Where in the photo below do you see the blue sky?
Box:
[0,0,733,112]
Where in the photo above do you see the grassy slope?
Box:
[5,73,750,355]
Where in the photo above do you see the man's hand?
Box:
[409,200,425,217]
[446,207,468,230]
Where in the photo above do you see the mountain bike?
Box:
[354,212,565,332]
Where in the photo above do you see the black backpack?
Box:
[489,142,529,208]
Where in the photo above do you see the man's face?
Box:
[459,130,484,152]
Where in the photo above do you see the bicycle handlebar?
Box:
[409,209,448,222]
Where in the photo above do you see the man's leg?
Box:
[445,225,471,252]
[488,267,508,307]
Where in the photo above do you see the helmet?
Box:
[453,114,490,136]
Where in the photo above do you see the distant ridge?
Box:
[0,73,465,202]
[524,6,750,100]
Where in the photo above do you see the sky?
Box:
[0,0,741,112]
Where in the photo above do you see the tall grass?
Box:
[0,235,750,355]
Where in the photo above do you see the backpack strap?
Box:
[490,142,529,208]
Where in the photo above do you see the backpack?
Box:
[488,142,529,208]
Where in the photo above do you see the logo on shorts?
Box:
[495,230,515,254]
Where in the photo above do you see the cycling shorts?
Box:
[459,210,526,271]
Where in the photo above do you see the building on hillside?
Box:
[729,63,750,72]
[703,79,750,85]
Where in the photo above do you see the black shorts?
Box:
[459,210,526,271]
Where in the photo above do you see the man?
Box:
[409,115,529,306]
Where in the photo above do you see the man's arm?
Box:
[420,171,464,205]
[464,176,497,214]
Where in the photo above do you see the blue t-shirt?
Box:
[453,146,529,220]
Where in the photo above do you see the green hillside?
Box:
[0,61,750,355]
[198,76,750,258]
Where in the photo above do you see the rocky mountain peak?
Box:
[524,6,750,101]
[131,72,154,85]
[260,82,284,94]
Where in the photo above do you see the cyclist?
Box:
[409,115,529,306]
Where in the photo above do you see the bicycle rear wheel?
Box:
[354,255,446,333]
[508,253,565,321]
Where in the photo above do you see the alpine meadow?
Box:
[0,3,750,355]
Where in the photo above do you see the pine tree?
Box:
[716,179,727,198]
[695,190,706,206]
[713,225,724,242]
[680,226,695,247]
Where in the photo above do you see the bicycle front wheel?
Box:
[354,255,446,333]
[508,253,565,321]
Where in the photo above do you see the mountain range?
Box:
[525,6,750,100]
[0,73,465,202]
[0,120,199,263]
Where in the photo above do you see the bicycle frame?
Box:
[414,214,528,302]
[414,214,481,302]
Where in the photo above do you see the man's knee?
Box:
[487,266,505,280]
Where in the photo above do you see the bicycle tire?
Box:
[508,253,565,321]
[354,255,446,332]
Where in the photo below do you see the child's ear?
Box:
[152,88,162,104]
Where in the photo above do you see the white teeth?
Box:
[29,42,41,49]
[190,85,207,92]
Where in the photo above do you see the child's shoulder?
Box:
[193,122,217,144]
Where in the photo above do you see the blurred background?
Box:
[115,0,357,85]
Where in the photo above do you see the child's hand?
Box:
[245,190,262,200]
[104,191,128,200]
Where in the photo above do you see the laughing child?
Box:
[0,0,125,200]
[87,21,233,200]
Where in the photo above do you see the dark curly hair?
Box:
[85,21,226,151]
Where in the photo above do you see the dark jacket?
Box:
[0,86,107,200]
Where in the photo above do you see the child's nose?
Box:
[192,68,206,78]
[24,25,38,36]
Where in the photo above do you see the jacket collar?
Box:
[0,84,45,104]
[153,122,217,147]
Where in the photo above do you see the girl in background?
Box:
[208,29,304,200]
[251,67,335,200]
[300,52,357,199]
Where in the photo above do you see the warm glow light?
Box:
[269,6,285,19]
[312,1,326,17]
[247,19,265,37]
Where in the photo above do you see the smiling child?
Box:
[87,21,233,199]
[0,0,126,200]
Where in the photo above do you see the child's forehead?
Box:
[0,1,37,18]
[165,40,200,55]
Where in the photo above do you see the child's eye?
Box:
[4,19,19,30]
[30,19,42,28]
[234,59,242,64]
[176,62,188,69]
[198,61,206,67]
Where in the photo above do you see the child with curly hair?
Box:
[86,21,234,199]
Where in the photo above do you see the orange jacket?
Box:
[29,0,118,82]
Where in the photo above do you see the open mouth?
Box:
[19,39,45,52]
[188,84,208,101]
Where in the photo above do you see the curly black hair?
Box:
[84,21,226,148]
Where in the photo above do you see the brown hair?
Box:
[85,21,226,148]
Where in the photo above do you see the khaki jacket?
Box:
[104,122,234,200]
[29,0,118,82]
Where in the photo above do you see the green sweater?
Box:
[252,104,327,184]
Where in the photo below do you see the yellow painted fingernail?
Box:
______________________________
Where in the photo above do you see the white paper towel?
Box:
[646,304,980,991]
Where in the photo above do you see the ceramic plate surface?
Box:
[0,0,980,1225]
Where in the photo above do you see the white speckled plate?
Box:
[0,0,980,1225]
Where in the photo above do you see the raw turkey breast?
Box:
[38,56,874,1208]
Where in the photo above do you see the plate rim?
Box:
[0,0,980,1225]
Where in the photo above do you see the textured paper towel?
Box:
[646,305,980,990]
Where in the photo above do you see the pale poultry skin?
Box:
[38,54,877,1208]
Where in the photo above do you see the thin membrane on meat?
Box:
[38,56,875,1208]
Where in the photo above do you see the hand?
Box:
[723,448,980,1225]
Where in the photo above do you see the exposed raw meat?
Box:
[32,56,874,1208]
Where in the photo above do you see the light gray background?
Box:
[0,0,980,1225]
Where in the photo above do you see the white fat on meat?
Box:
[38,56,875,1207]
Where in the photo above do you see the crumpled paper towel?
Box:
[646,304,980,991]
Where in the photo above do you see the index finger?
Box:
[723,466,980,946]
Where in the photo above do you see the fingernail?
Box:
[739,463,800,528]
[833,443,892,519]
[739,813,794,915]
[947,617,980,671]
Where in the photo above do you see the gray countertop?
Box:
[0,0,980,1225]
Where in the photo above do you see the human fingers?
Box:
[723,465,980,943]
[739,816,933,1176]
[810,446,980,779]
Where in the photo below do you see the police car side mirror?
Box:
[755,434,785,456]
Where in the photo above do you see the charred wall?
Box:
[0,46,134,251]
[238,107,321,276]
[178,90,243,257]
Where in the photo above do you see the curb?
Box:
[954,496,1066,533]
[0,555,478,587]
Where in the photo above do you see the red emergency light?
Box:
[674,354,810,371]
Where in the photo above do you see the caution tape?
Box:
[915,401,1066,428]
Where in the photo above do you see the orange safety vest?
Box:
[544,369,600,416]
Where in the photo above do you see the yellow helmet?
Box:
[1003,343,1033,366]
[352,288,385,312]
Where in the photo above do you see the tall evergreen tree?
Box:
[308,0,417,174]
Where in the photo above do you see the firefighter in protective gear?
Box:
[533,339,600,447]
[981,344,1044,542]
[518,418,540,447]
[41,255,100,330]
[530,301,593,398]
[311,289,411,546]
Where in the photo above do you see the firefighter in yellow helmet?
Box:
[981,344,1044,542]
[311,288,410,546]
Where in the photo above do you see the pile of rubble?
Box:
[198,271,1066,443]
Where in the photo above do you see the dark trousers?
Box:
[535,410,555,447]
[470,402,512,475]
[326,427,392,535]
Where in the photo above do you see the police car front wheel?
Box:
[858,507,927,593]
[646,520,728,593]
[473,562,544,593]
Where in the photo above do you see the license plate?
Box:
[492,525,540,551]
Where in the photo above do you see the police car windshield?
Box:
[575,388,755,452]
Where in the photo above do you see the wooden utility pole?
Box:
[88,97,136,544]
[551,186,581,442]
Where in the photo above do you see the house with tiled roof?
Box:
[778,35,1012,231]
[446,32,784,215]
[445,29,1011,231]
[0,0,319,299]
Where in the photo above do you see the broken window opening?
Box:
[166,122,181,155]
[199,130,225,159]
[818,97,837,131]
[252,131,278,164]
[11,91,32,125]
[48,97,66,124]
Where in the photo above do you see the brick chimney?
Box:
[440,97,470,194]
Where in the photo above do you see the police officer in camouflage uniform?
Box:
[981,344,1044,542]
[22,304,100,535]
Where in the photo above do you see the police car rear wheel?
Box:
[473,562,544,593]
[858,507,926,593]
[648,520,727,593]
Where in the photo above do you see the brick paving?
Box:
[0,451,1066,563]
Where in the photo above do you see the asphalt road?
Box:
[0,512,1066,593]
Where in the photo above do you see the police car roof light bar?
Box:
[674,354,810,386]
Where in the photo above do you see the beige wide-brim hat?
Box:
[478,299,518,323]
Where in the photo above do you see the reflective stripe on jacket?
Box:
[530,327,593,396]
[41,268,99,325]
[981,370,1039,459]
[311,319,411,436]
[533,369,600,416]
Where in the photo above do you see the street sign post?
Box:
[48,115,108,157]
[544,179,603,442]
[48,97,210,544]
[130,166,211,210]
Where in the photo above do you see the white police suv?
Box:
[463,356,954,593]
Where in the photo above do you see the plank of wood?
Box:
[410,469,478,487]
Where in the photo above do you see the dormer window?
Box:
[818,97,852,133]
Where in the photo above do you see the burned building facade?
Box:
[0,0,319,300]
______________________________
- **O PEDIDO**: Desloque em -107 todas as coordenadas das respostas no trecho da listagem que vai da linha que contém "in protective gear?" até a linha que contém "[648,520,727,593]", incluindo as duas. Reproduza esse trecho inteiro, linha por linha, alterando apenas essas coordenadas.

- **A RESPOSTA**:
Where in the photo above do you see the firefighter in protective gear?
Box:
[426,232,493,340]
[874,237,937,435]
[411,311,433,340]
[-66,148,-7,223]
[423,194,486,291]
[204,182,304,439]
Where in the photo above do you see the firefighter in yellow helmet?
Box:
[874,237,937,435]
[204,181,303,439]
Where in the photo above do you see the pile of rubble?
Box:
[91,164,959,336]
Where in the photo above do you see the dark trousers?
Box:
[428,303,448,340]
[363,295,405,368]
[219,320,285,428]
Where in the photo above do you see the police car front wheel?
Box:
[751,400,820,486]
[539,413,621,486]
[366,455,437,486]
Where in the photo above do you see the license plate?
Box:
[385,418,433,444]
Where in the photo above do you see the police car windshield?
Box:
[468,281,648,345]
Where in the photo above do you see the wooden utility pole?
Box:
[-19,-10,29,437]
[444,79,474,335]
Where in the photo above do you see the house with tiled roof?
Box:
[671,-72,905,124]
[339,-75,677,108]
[338,-78,904,124]
[-107,-107,212,192]
Where in the photo above do you see the broken window opening?
Box:
[59,15,74,48]
[92,23,118,52]
[711,-10,730,24]
[145,24,171,57]
[-96,-16,-75,18]
[-59,-10,-41,17]
Where in the photo above do you see the brick chimney?
Box:
[333,-10,363,87]
Where in the photo above do you see the police officer in camouflage uniform?
Box:
[874,237,937,435]
[-85,197,-7,428]
Where in the photo above do you see the police car rear wheel?
Box:
[366,455,437,486]
[751,400,819,486]
[541,413,620,486]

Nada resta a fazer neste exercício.